== PROVIDED TEXT ==
--
"Let's Misbehave" is a song written by Cole Porter in 1927, originally intended for the female lead of his first major production, Paris. It was discarded before the Broadway opening in favor of "Let's Do It, Let's Fall in Love". However, the star of the Broadway production, Irene Bordoni, performed it for a phonograph recording which was labelled as being from the production of Paris.

The song with partial lyrics was a notable 1928 hit for Irving Aaronson and his Commanders. The song was recorded earlier with partial lyrics for the Brunswick label by Scrappy Lambert and Billy Hillpot with Ben Bernie's orchestra in December 1927, and by Tom Stacks with Harry Reser's band "The Bluebirds" in January 1928. Banjo Buddy's (a.k.a. Harold Sandelman) recording in April 1928 contained full lyrics and verse. It was included perhaps most infamously in the 1962 revival of Anything Goes.  It was also added into the 1991 version of Porter's You Never Know (musical).

Subsequent appearances
 The Irving Aaronson version is used in two Woody Allen films: at the opening and close of the 1972 film Everything You Always Wanted to Know About Sex* (*But Were Afraid to Ask), and at the close of the 1994 film Bullets Over Broadway. 
 The song is featured in a prominent dance sequence by Christopher Walken in the Steve Martin musical Pennies From Heaven (1981). 
 A version of "Let's Misbehave" sung by Cybill Shepherd appears in the 1975 film At Long Last Love, and in the 2008 film Easy Virtue, and one of the latter film's taglines.
--
== DATA PROVIDED ==
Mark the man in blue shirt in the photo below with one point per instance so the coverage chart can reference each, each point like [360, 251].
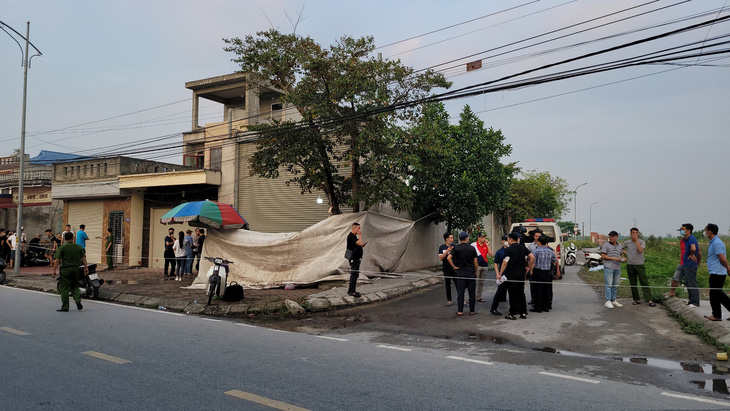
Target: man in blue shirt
[690, 263]
[717, 267]
[81, 236]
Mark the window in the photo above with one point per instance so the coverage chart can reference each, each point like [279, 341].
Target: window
[216, 158]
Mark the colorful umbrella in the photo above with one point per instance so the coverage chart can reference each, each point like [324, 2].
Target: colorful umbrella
[214, 214]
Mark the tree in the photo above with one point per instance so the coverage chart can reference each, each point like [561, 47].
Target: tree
[537, 194]
[341, 92]
[457, 170]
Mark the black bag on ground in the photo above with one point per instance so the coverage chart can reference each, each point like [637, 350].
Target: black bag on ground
[233, 293]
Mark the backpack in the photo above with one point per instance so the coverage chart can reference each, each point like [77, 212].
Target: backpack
[233, 293]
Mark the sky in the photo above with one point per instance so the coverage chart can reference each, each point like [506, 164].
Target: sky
[650, 141]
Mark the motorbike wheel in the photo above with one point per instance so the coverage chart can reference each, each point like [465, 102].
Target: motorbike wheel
[569, 259]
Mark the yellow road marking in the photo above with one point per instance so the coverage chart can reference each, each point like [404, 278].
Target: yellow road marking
[264, 401]
[14, 331]
[106, 357]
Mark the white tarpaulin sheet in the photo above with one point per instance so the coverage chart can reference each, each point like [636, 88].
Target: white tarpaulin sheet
[269, 260]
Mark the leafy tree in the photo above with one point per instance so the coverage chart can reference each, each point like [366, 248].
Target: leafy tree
[537, 194]
[568, 227]
[457, 170]
[340, 92]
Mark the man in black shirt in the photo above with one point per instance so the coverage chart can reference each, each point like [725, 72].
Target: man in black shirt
[517, 262]
[170, 253]
[354, 256]
[444, 251]
[463, 259]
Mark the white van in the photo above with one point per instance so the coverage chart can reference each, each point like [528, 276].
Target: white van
[550, 228]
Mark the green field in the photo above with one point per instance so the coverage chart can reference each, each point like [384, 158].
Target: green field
[662, 258]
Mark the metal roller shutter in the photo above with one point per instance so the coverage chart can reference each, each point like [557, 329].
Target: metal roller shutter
[91, 214]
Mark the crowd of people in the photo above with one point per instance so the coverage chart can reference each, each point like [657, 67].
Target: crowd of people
[182, 251]
[528, 257]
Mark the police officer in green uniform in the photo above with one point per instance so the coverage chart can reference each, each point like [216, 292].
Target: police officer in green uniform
[70, 256]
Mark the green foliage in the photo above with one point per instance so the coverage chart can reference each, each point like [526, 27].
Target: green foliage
[537, 194]
[340, 92]
[456, 169]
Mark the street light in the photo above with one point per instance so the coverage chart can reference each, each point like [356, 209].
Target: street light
[575, 205]
[21, 159]
[590, 217]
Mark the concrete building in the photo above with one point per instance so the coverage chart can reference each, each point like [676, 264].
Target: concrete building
[268, 205]
[128, 195]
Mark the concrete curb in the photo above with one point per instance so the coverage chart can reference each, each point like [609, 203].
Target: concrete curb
[316, 304]
[327, 303]
[719, 330]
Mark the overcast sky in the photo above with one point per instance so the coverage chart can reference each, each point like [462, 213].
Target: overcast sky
[652, 149]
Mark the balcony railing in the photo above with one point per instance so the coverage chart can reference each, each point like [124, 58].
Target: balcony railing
[29, 175]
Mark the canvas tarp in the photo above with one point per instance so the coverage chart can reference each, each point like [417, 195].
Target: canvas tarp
[269, 260]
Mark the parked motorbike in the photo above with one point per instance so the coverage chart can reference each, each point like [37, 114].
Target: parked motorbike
[593, 259]
[570, 254]
[88, 284]
[2, 270]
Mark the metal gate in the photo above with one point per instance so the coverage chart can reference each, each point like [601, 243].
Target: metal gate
[116, 221]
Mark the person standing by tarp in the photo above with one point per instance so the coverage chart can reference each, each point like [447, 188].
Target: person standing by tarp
[463, 260]
[717, 267]
[70, 257]
[353, 254]
[169, 253]
[444, 251]
[483, 253]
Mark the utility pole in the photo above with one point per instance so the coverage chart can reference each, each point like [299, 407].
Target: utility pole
[21, 159]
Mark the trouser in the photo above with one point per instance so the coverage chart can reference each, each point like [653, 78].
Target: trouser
[517, 301]
[611, 278]
[448, 277]
[169, 262]
[189, 264]
[541, 280]
[109, 260]
[481, 278]
[462, 284]
[180, 270]
[718, 298]
[354, 273]
[68, 281]
[638, 272]
[499, 296]
[690, 279]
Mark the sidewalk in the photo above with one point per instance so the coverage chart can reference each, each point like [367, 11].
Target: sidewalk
[146, 287]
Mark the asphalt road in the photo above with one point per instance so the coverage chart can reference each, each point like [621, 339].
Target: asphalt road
[115, 357]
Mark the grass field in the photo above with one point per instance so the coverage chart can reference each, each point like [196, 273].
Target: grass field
[662, 258]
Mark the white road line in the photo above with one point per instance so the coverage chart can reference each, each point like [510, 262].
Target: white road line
--
== PROBLEMS TO SOLVE ==
1. In the passage about "Let's Misbehave," which Broadway star performed the song for a phonograph recording labeled as being from Paris?
2. Report every line of the listing that contains the word "foliage", copying each one in full.

== WRITTEN ANSWERS ==
1. Irene Bordoni

2.
Mark the green foliage in the photo above with one point per instance so the coverage chart can reference each, each point like [526, 27].
Target: green foliage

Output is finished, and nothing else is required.